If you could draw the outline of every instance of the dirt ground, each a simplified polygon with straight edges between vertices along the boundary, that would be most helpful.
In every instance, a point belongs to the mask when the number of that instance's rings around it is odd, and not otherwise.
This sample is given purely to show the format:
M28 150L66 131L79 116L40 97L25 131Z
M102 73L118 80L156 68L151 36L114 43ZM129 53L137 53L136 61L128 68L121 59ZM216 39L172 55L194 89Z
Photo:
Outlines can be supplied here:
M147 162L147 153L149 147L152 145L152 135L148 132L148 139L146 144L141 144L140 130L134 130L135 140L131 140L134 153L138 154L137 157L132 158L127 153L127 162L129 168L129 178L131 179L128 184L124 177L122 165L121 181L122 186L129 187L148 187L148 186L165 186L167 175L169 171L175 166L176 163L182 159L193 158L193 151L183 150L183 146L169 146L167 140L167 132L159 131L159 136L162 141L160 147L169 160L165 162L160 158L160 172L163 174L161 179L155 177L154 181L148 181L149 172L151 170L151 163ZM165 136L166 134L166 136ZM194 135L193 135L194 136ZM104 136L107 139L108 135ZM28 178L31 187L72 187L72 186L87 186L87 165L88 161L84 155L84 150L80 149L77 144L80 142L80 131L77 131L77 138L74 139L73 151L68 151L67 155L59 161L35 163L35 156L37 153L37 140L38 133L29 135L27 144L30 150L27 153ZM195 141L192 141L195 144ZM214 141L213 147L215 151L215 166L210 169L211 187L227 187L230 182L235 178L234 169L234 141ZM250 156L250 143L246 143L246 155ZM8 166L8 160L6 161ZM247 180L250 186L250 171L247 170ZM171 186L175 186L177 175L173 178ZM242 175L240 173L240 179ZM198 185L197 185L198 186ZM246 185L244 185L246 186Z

-- Brief --
Word for word, write out all of the entries again.

-- Expected answer --
If you could draw the outline of every instance of the dirt ground, each a simplified polygon with straight edges between vertices along the boundary, that would be most helpful.
In every instance, a point belongs to the mask when the number of that instance's rings around it is odd, and not otherwise.
This sample is given purely to show the format:
M28 150L66 131L79 116L40 97L25 131Z
M102 73L118 80L156 68L151 36L114 43ZM129 53L137 53L136 61L128 68L121 59ZM216 39L172 55L194 89Z
Photo:
Outlines can be supplied here:
M147 162L147 153L149 147L152 145L152 135L148 132L148 139L146 144L141 144L140 130L134 130L135 140L131 140L134 153L138 154L137 157L132 158L127 153L127 162L129 168L129 178L131 179L128 184L124 177L122 165L121 181L122 186L129 187L148 187L148 186L165 186L167 175L169 171L175 166L176 163L182 159L193 158L193 151L183 150L183 146L169 146L167 140L167 132L159 131L159 136L162 141L160 147L169 160L165 162L160 158L160 172L163 174L161 179L155 177L154 181L148 181L149 172L151 170L151 163ZM165 136L166 134L166 136ZM194 135L193 135L194 136ZM104 136L107 139L108 135ZM28 178L31 187L72 187L72 186L87 186L87 165L88 161L84 155L84 150L80 149L77 144L80 142L80 131L77 131L77 138L74 139L73 151L68 151L67 155L59 161L35 163L35 156L37 153L37 140L38 133L29 135L27 144L30 150L27 153ZM195 141L192 141L195 144ZM214 141L213 147L215 151L215 166L210 169L211 187L227 187L230 182L235 178L234 169L234 141ZM250 156L250 143L246 143L246 155ZM8 166L8 160L6 161ZM247 180L250 186L250 171L247 170ZM171 186L175 186L177 175L173 178ZM242 175L240 173L240 179ZM198 185L197 185L198 186ZM246 185L244 185L246 186Z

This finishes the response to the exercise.